TASK STATEMENT —
Give back, unchanged, the lines from the one containing "of the patch" to the end of the listing, inclusive of both.

━━ RECORDS FOR THIS TASK ━━

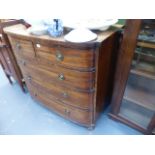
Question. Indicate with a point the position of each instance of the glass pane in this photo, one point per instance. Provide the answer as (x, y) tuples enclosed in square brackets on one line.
[(135, 113), (138, 104)]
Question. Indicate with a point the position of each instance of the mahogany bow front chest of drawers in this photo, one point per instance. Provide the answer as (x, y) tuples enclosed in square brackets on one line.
[(72, 79)]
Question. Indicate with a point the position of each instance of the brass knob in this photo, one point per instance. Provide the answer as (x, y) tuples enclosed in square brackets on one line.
[(23, 62), (61, 77), (38, 45), (59, 56), (29, 78), (18, 46), (35, 94), (65, 94), (67, 112)]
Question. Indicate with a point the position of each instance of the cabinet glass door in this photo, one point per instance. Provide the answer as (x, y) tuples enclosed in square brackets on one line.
[(138, 103)]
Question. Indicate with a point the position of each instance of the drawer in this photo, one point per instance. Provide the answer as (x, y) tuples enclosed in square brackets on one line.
[(22, 48), (66, 57), (82, 117), (62, 76), (81, 100)]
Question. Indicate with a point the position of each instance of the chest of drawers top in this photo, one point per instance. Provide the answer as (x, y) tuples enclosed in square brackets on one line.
[(21, 30)]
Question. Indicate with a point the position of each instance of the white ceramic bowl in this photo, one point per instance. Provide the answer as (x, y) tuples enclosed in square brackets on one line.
[(37, 30)]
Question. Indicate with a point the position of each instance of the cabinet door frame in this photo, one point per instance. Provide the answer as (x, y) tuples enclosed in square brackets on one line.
[(125, 57)]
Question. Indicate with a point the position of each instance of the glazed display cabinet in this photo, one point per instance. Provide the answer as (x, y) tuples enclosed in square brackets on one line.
[(133, 101)]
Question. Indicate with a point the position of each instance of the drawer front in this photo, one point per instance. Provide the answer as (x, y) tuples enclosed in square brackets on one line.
[(70, 78), (22, 48), (81, 100), (66, 57), (76, 115)]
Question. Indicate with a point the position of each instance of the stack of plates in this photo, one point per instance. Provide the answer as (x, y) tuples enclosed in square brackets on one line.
[(80, 35)]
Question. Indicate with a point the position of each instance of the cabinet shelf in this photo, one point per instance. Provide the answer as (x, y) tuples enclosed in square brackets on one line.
[(135, 114), (140, 97), (143, 73), (146, 44)]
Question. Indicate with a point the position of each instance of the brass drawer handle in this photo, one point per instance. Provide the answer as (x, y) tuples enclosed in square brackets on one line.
[(61, 77), (67, 112), (35, 94), (38, 45), (29, 78), (18, 46), (65, 94), (59, 56), (23, 62)]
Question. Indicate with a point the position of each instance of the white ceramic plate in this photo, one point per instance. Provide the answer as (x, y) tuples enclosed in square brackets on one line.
[(93, 24), (80, 35)]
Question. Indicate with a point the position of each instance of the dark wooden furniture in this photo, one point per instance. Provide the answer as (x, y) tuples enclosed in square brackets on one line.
[(72, 79), (7, 58), (133, 101)]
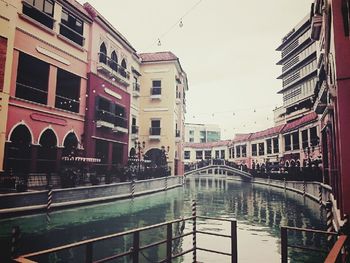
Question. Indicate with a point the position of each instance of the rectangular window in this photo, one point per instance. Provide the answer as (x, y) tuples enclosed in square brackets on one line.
[(305, 139), (32, 79), (72, 27), (199, 155), (156, 87), (261, 148), (67, 91), (275, 145), (155, 127), (207, 155), (296, 145), (120, 116), (269, 146), (40, 10), (314, 140), (238, 152), (287, 142), (254, 150)]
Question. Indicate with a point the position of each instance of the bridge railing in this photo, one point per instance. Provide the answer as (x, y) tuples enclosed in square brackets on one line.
[(136, 249)]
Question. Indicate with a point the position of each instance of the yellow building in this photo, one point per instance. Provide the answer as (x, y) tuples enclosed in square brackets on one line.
[(8, 14), (162, 107)]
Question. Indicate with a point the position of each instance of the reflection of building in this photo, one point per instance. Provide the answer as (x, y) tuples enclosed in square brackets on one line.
[(48, 83), (162, 105), (201, 133), (112, 62), (330, 26)]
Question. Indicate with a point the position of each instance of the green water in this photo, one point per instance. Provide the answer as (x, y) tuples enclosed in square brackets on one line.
[(259, 210)]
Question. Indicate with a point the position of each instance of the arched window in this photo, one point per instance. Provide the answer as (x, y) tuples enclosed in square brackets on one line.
[(70, 145), (19, 150), (103, 54), (114, 61), (47, 152)]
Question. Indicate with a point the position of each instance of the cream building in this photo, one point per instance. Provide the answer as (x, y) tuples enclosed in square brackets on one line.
[(162, 105)]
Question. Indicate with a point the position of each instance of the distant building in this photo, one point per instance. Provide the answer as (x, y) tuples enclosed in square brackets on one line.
[(202, 133), (299, 73)]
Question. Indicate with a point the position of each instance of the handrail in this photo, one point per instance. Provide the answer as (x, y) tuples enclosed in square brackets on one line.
[(136, 248), (336, 250)]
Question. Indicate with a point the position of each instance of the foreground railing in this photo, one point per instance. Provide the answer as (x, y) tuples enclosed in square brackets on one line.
[(136, 249), (285, 244)]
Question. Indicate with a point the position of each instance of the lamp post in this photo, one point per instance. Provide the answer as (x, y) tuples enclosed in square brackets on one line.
[(139, 151)]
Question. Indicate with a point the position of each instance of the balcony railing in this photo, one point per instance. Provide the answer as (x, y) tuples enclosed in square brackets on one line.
[(155, 131)]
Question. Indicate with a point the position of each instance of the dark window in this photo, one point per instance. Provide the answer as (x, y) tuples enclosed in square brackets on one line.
[(121, 119), (244, 150), (32, 79), (155, 127), (275, 145), (102, 55), (113, 63), (67, 91), (287, 142), (199, 155), (222, 154), (305, 139), (72, 27), (296, 145), (156, 87), (40, 10), (207, 155), (261, 148), (254, 150), (314, 140), (269, 146)]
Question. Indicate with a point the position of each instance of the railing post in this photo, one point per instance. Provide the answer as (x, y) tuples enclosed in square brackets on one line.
[(169, 242), (234, 252), (194, 238), (284, 245), (88, 256), (136, 247)]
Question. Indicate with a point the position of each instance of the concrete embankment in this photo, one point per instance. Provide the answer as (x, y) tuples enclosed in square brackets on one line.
[(26, 202)]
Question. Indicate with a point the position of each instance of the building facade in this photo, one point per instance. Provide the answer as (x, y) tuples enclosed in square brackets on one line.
[(202, 133), (46, 108)]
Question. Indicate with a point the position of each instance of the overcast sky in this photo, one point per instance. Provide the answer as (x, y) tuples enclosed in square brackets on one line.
[(226, 47)]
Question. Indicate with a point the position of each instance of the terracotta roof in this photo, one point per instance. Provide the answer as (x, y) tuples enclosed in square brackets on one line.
[(299, 122), (239, 137), (158, 56), (268, 132), (206, 145)]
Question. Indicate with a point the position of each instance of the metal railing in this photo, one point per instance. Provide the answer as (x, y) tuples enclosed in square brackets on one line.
[(285, 245), (136, 249)]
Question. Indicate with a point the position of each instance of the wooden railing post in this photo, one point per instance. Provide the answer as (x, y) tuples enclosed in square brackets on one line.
[(234, 252), (88, 257), (136, 247), (284, 245), (169, 242)]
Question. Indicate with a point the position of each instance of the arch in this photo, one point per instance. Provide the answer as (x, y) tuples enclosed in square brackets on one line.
[(114, 61), (54, 132), (24, 124), (103, 53)]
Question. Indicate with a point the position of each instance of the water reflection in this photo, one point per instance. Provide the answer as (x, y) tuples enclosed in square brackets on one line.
[(259, 210)]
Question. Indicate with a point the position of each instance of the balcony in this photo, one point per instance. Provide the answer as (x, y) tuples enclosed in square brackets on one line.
[(136, 89), (316, 26), (112, 70), (156, 93), (154, 133)]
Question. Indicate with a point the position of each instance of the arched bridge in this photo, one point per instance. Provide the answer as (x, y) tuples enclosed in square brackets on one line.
[(220, 169)]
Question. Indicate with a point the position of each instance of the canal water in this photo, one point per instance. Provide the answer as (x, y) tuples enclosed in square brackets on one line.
[(259, 211)]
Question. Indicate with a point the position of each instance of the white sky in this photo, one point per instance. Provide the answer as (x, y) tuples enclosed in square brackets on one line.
[(226, 47)]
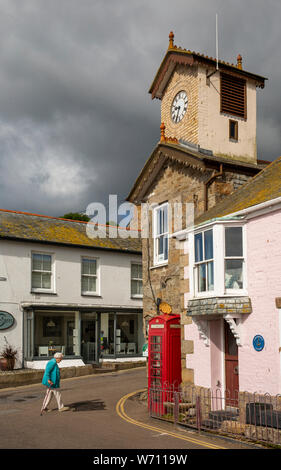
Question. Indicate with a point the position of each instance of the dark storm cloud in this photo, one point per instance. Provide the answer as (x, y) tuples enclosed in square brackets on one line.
[(76, 120)]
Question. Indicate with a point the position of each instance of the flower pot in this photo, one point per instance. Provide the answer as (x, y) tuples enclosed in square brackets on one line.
[(7, 364), (3, 363)]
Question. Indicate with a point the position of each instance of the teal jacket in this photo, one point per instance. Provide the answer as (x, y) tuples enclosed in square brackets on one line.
[(52, 373)]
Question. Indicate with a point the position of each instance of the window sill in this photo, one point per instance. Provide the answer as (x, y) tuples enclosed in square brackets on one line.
[(89, 294), (43, 292), (209, 295), (155, 266)]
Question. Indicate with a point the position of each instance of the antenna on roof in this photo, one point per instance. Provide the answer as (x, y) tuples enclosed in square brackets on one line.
[(217, 42)]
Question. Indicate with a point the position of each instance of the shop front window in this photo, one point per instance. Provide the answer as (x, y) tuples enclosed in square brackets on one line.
[(121, 334), (127, 334), (56, 332)]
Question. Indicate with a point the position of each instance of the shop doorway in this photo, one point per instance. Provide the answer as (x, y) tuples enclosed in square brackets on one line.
[(89, 335), (231, 367)]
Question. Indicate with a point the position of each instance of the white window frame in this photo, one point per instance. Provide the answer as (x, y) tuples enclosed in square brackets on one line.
[(219, 260), (159, 261), (204, 261), (244, 277), (136, 296), (97, 276), (52, 272)]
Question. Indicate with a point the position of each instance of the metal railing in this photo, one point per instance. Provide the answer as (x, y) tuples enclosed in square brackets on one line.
[(246, 415)]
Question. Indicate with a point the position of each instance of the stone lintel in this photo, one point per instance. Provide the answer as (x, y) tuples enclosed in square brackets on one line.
[(219, 306)]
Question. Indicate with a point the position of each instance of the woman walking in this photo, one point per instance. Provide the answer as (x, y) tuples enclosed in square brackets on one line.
[(51, 380)]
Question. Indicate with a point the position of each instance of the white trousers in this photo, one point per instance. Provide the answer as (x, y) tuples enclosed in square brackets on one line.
[(50, 392)]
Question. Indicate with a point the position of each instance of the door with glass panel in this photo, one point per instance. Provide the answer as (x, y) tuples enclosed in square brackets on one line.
[(89, 337)]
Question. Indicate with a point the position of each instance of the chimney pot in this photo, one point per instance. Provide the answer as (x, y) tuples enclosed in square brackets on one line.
[(171, 40), (239, 61)]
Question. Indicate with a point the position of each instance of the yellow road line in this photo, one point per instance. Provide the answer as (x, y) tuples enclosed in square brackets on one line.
[(121, 412)]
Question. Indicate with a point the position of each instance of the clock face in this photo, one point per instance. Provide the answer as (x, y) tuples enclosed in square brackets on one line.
[(179, 106)]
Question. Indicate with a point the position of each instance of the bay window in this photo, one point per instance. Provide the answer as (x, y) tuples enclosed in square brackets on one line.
[(218, 260)]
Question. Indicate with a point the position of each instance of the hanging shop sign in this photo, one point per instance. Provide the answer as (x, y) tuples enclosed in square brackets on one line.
[(6, 320), (258, 342)]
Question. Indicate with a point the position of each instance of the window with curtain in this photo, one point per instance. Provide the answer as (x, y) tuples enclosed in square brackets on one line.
[(234, 260), (41, 275), (89, 277), (136, 280), (161, 234)]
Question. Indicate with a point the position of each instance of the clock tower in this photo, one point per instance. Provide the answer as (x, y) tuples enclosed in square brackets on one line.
[(208, 104), (206, 152)]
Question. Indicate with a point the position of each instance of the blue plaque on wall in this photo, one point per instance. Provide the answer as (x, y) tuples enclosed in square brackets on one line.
[(258, 342), (6, 320)]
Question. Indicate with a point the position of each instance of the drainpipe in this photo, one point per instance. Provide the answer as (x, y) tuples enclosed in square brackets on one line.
[(207, 184)]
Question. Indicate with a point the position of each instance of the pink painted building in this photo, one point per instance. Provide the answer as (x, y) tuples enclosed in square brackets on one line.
[(233, 308)]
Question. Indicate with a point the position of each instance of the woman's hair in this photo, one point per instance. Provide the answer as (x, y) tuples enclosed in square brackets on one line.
[(58, 355)]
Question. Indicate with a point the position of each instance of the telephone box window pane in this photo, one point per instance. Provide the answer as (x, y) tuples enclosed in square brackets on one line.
[(155, 356), (198, 247), (233, 241), (208, 244), (156, 339)]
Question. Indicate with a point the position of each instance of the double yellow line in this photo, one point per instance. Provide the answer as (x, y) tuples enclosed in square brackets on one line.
[(121, 412)]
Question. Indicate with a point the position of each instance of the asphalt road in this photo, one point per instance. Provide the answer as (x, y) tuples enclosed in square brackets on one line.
[(105, 417)]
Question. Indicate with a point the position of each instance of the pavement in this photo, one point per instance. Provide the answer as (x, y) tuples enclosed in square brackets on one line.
[(106, 413)]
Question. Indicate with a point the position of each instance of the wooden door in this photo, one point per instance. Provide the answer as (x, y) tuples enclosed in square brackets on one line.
[(231, 367)]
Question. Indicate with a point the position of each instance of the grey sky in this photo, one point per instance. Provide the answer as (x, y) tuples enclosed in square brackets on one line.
[(76, 120)]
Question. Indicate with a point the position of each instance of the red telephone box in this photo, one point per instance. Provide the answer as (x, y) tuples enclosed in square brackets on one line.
[(164, 359)]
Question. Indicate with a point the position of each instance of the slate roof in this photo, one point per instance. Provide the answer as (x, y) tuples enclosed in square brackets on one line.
[(177, 55), (266, 185), (39, 228)]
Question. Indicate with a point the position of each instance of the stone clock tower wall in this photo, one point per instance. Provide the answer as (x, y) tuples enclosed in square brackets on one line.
[(183, 79), (203, 123)]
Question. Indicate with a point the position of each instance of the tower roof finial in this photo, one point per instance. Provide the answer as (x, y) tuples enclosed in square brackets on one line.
[(239, 61), (171, 40), (162, 129)]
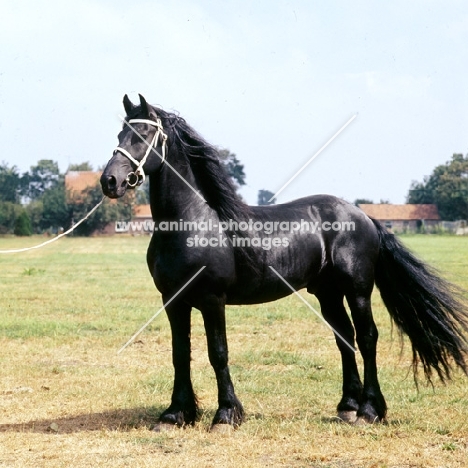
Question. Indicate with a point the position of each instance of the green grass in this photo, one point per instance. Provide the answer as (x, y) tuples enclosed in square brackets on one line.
[(67, 308)]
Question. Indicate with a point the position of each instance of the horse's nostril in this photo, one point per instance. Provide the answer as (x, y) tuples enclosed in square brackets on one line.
[(111, 182)]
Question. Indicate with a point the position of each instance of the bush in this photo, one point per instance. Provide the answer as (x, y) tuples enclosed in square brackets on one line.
[(23, 225)]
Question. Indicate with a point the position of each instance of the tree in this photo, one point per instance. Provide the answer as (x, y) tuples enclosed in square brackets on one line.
[(43, 176), (233, 167), (85, 166), (56, 213), (10, 182), (264, 197), (121, 210), (23, 225), (447, 187), (9, 212), (363, 201)]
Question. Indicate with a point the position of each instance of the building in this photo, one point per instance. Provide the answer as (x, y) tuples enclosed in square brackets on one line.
[(404, 218)]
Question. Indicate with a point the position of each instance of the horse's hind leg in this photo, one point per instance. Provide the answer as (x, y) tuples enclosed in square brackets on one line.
[(373, 407), (183, 408), (334, 312), (230, 411)]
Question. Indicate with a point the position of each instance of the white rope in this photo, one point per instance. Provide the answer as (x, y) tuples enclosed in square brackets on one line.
[(151, 147), (58, 237)]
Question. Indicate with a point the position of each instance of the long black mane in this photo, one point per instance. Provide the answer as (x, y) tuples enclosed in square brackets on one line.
[(215, 184)]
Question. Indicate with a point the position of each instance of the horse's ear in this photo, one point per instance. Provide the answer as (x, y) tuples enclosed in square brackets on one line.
[(128, 105), (144, 106)]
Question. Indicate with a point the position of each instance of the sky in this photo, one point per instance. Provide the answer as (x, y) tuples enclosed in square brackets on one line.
[(272, 81)]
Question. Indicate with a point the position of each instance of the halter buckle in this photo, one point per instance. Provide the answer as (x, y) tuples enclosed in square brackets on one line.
[(135, 179)]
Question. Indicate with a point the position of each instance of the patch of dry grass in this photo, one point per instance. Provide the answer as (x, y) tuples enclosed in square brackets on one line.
[(67, 399)]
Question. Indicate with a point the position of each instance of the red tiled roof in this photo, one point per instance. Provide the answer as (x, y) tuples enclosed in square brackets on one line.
[(142, 211), (387, 212)]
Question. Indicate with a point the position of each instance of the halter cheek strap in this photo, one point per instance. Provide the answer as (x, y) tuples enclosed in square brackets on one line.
[(137, 177)]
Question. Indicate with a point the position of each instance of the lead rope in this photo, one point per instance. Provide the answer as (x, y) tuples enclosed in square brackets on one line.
[(137, 177), (59, 236)]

━━━

RESULT OF THE EXERCISE —
Question. Indicate with a point the position of each instance of the patch of dry grass in this photo, one point per instance. Provide the answer as (x, y) tuples enclosed in square brackets on one line.
[(67, 399)]
Question. Indicate with a point the position of each instance of the red tiled roof in this photo, one point per instance. Provide the answer as (x, y) tuples enclosed in square brackets on one line.
[(142, 211), (387, 212)]
Question. Indicate with a point the position of each instance of the halter cheek strap in this photo, one point per instance. Provide the answer as (x, y) tuples enclosed in square brackets on one line.
[(137, 177)]
Question. Indicate with a point the position of each instance of the lead rope in this photo, one point per instance. Provide the answer as (x, y) tuples enclosed in square brackets on one line.
[(137, 177), (59, 236)]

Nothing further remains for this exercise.